--- TEXTE DE L'EXERCICE ---
---------------

Dépression, addiction : «Les psychédéliques, c’est l’interaction entre la pharmacologie et la psychologie»

Les recherches sur le potentiel thérapeutique des psychédéliques, comme la psilocybine et le LSD, se multiplient depuis quelques années. Comment fonctionnent-ils sur le cerveau ? Quelles sont les conditions des essais cliniques ? Les risques ? Peut-on en attendre des miracles pour traiter la dépression ou l'addiction ? Le Professeur Mickaël Naassila, de l’Inserm, nous répond.

Dépression, addiction : \ Betka82 / istock




Plusieurs décennies après l’interdiction des substances psychédéliques, les études sur leur potentiel médical ont aujourd’hui le vent en poupe. Combinés à une psychothérapie, les traitements expérimentaux à base de psilocybine (la substance active des champignons hallucinogènes) et de LSD montrent des résultats prometteurs pour traiter la dépression résistante, l’addiction à l'alcool, l’anxiété... Le Professeur Mickaël Naassila, directeur du Groupe de Recherche sur l’Alcool et les Pharmacodépendances (GRAP) à l'Institut national de la santé et de la recherche médicale (Inserm), étudie les mécanismes neurobiologiques qui se cachent derrière ces psychédéliques. Il fait le point auprès de Pourquoi Docteur.

Pourquoi Docteur : D’où vient cet intérêt croissant pour les psychédéliques en tant que thérapie ?

Pr Mickaël Naassila : Les psychédéliques ont été expérimentés et étudiés à partir des années 1960, une époque où les drogues, moins taboues, étaient largement considérées comme des médicaments, de véritables traitements psychiatriques. Dans la littérature scientifique, certains suggéraient que, comme on peut avoir des hallucinations avec l’alcool (par exemple pendant un delirium tremens), il pourrait être pertinent de tester des agents pro-hallucinatoires pour traiter notamment l’alcoolodépendance. Très vite, il a été question d’altération de l’état de conscience, d’accès élargi à l’esprit. Les psychédéliques semblent pouvoir favoriser une ouverture vers le monde, émotionnelle et sociale. Actuellement, dans le monde, une centaine d’essais – tant sur des modèles animaux que des humains – explorent le potentiel thérapeutique de la psilocybine et du LSD.

Les psychédéliques ne viennent pas modifier le circuit de la récompense comme le font les drogues. Ils n’induisent donc pas ou peu d’addiction, et sont par conséquent assez sûrs.

Qu’est-ce qu’un psychédélique ?

---------------

--- LIGNES FOURNIES ---
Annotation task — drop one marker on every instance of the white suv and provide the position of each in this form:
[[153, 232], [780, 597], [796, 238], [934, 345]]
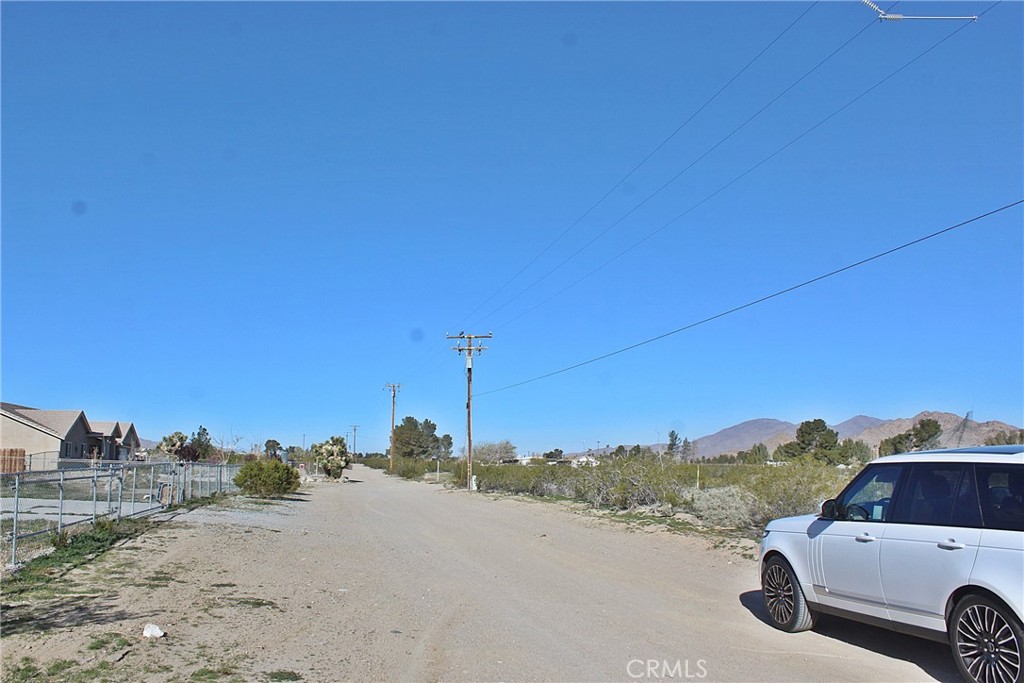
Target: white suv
[[930, 544]]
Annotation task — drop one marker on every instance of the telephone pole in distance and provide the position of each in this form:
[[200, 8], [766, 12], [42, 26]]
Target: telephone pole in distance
[[390, 451], [469, 349]]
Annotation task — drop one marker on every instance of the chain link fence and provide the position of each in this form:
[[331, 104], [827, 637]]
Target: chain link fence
[[38, 507]]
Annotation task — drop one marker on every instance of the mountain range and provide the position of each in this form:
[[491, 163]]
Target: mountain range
[[956, 431]]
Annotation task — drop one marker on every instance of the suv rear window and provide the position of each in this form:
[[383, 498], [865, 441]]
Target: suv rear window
[[1000, 488], [939, 494]]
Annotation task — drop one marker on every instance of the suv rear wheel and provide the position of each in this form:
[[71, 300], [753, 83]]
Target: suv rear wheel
[[987, 641], [786, 607]]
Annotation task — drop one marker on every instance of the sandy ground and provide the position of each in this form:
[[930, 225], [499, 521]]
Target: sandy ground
[[384, 580]]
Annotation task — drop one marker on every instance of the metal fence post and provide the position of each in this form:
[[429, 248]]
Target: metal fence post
[[13, 534], [110, 488], [60, 508], [95, 475], [121, 489]]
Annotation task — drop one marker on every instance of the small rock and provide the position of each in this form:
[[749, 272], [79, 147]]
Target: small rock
[[153, 631]]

---------------

--- LISTE DES TÂCHES ---
1. Répondez aux questions suivantes sur le texte consacré aux psychédéliques.
(a) À partir de quelle décennie les psychédéliques ont-ils été expérimentés et étudiés ?
(b) Quel groupe de recherche le Professeur Mickaël Naassila dirige-t-il ?
(c) Combien d'essais explorent actuellement, dans le monde, le potentiel thérapeutique de la psilocybine et du LSD ?
2. Dans le texte consacré aux psychédéliques, recopiez le passage situé entre « Pr Mickaël Naassila » et « psilocybine et du LSD. » inclus, en substituant « années 1950 » à « années 1960 ».
Les lignes n'ont aucun rapport avec le texte.

--- RÉPONSES PAR TÂCHE ---
1.
(a) À partir des années 1960.
(b) Le Groupe de Recherche sur l'Alcool et les Pharmacodépendances (GRAP).
(c) Une centaine.

2.
Pr Mickaël Naassila : Les psychédéliques ont été expérimentés et étudiés à partir des années 1950, une époque où les drogues, moins taboues, étaient largement considérées comme des médicaments, de véritables traitements psychiatriques. Dans la littérature scientifique, certains suggéraient que, comme on peut avoir des hallucinations avec l’alcool (par exemple pendant un delirium tremens), il pourrait être pertinent de tester des agents pro-hallucinatoires pour traiter notamment l’alcoolodépendance. Très vite, il a été question d’altération de l’état de conscience, d’accès élargi à l’esprit. Les psychédéliques semblent pouvoir favoriser une ouverture vers le monde, émotionnelle et sociale. Actuellement, dans le monde, une centaine d’essais – tant sur des modèles animaux que des humains – explorent le potentiel thérapeutique de la psilocybine et du LSD.